**Document passage:**
MLB: Chicago Cubs at Milwaukee Brewers Michael McLoone-USA TODAY Sports

I was in Milwaukee on business Friday morning and early afternoon. I even drove past Miller Park. I considered staying in Wisconsin and grabbing a ticket to the game. Boy, am I glad that I did not. Instead, I came home, went to a choral and music performance at my daughter’s school that my daughter was involved in. Boy, did I win that decision.

Oh, I followed the game on my phone between acts. But I didn’t have to watch that game. The Cubs appear to think they have discovered a new market inefficiency. Fall behind eight runs and see how it ends. Unfortunately, the answer is, in yet another loss.

There appear to be two pressing issues around the Cubs that are generating the most conversation. I’ll weigh in on both. First, the one that was most a part of last night’s game. Carl Edwards Jr. He seems like a really cool dude. I’d love for him to succeed and to become the star that his talent says that he could be. Carl should not be a member of the 2019 Cubs at this point. At minimum he should be with the Iowa Cubs. And in the bigger picture, Carl is absolutely someone who looks like a prime candidate for a change of scenery. It is hard to get anything of value at all for a guy with a 32.40 ERA over his first four appearances (totaling 1⅔ innings of work). He also has a 4.8 WHIP and has allowed two home runs in less than two innings of work. He is a flat out disaster right now.

The other issue is Joe Maddon. I do not believe he is imminently going to be fired. I do believe it is increasingly obvious that, barring a stunning turn of events, he will not be the manager of the 2020 Cubs. I still have absolute belief in Joe’s abilities. But for whatever reason, it just isn’t working anymore. It’s not Joe’s fault that Cole Hamels, Yu Darvish and Jose Quintana have combined to allow 19 earned runs in 18⅔ innings. Sadly, I didn’t include Kyle Hendricks in that calculation, because his start with the eight runs allowed in 4⅓ innings included six unearned runs. Jon Lester is the only Cubs starter who has really given the Cubs any chance to win. The bullpen has been terrible to say the least, but through seven games, this is the worst performance I believe I have ever seen out of a starting rotation to start the season.

Absent one of the Cubs leaders, say Anthony Rizzo or Jon Lester, going to Theo Epstein or someone in the front office and saying that they absolutely believe this is Joe’s fault, I don’t see an early season firing. Would they consider say a late August parting of ways out of mercy if things go really south? Yeah, I imagine that’s possible. Particularly if the feeling is mutual. But I do not believe that they will send him to the firing squad.

Point-based annotation data:
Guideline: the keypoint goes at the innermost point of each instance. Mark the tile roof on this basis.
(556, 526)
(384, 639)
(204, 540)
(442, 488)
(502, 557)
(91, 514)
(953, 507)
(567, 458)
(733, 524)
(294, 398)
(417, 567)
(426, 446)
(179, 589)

**Given task A:**
Name every Cubs starting pitcher mentioned in the Cubs column.
**Given task B:**
Answer these about the Cubs column:
(i) What ERA does Carl Edwards Jr. have over his first four appearances?
(ii) How many of the eight runs Kyle Hendricks allowed in one start were unearned?
(iii) Where was the writer on business Friday morning?
**Given task C:**
Carry the Cubs column on from its last sentence.

**Written reply A:**
Cole Hamels, Yu Darvish, Jose Quintana, Kyle Hendricks, Jon Lester

**Written reply B:**
(i) 32.40
(ii) Six
(iii) Milwaukee

**Written reply C:**
How low can this go? I frankly don’t know. The bullpen isn’t a work of art by any stretch of the imagination. But, between the MLB team, the Iowa team and the injured list, I believe there are enough pieces to make the bullpen good enough to not cripple a team with a strong offense and starting rotation. The offense has shown up. I don’t want to hear any BS about except against Texas they’ve been bad. Two things on that. One, you can’t dismiss almost half of a team’s body of work just to make your narrative. Two, every player and every team piles up numbers against bad pitching. The best teams and the best players are the ones who don’t fall off as much against good pitching. The Cubs have averaged over six runs per game this year. The Cubs have the fourth highest team OPS at .890. Instead of saying that three of those games were against the Rangers, note that four of those games are against the Braves and Brewers. Both were division winners last year and both teams have decent pitching. Not great, but decent.

So, the pieces are clearly there to right this ship. I don’t believe this is a 90 loss team any more today than I did when Pecota made what I still believe to be a ridiculous projection for this team. I’m going to believe that was an insulting projection unless and until this team loses its 76th game. At that point, maybe, just maybe I’ll accept that they are on their way to more than 80 losses.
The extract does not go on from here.